━━ Data provided ━━
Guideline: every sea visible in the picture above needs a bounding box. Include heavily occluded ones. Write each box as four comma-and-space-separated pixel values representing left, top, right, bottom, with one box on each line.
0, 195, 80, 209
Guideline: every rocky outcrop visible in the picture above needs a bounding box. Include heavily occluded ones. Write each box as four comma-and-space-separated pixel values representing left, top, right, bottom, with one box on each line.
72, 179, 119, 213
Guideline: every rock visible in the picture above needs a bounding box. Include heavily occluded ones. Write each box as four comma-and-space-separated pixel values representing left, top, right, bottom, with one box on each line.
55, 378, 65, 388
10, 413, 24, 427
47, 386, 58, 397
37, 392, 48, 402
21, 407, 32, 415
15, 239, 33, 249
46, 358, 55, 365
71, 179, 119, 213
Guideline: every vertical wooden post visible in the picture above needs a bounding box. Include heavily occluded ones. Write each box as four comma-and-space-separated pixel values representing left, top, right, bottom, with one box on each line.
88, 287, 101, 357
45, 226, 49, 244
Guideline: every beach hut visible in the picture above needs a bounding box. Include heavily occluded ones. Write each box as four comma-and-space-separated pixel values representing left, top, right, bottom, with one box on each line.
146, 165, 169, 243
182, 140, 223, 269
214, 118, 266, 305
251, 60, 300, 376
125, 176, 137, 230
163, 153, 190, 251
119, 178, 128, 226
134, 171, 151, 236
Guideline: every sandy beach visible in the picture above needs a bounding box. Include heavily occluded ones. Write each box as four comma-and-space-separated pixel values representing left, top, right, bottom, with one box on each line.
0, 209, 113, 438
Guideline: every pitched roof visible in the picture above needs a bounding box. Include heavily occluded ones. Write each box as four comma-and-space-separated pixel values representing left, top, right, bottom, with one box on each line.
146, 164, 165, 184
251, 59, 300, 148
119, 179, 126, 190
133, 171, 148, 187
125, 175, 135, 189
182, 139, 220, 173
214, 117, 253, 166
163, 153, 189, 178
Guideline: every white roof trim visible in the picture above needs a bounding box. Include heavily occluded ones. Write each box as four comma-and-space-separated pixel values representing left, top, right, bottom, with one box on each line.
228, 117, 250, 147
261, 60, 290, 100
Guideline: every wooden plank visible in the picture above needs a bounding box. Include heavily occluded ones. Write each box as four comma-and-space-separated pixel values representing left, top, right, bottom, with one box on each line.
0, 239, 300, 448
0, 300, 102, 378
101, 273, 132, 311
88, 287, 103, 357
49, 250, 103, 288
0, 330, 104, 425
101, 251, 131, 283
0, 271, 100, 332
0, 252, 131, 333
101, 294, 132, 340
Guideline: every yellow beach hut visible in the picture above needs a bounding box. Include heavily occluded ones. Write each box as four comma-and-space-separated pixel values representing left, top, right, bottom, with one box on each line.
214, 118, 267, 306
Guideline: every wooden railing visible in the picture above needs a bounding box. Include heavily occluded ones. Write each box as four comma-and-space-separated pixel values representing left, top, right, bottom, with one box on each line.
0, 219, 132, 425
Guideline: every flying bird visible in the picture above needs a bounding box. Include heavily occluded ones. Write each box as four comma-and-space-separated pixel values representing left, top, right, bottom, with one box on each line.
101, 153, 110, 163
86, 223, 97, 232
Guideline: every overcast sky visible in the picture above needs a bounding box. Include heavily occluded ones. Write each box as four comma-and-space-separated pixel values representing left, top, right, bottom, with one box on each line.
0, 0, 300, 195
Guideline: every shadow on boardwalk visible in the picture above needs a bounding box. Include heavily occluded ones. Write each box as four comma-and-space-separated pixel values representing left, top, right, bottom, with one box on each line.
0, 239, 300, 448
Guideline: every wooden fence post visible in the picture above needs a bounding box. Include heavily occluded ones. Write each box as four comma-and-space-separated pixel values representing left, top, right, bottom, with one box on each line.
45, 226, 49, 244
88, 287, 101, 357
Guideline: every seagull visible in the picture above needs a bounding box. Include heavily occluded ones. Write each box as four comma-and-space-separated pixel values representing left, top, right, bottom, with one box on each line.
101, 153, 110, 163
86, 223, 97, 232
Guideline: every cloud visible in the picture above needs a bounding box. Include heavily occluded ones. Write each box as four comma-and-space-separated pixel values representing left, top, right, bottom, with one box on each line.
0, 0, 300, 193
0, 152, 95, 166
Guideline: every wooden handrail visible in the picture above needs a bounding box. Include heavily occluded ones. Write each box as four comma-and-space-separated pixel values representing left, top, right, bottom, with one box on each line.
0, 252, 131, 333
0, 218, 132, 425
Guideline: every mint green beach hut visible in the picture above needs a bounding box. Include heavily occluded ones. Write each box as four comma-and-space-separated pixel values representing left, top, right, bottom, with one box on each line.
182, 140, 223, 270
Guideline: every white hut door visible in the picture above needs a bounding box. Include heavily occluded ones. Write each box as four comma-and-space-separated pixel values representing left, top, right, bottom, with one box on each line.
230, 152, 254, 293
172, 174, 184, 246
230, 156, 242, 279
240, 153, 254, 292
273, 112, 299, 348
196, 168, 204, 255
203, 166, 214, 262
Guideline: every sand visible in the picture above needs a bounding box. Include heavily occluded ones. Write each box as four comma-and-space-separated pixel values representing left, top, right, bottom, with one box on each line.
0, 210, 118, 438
━━━
Lay out as a numbered list the part of the listing above that opens with the line containing "Guideline: every pitched" and closes with the line containing "163, 153, 189, 178", leaving out any blank lines.

1. Guideline: every pitched roof visible in the picture above needs a bounding box. Include heavily occluded ones. Write each box as four comma-and-space-separated pixel values representing left, top, right, bottom, with one box on each line.
2. 146, 164, 165, 184
3. 251, 59, 300, 148
4. 119, 179, 126, 190
5. 133, 171, 148, 187
6. 125, 175, 135, 189
7. 182, 139, 220, 173
8. 214, 117, 253, 166
9. 163, 153, 189, 178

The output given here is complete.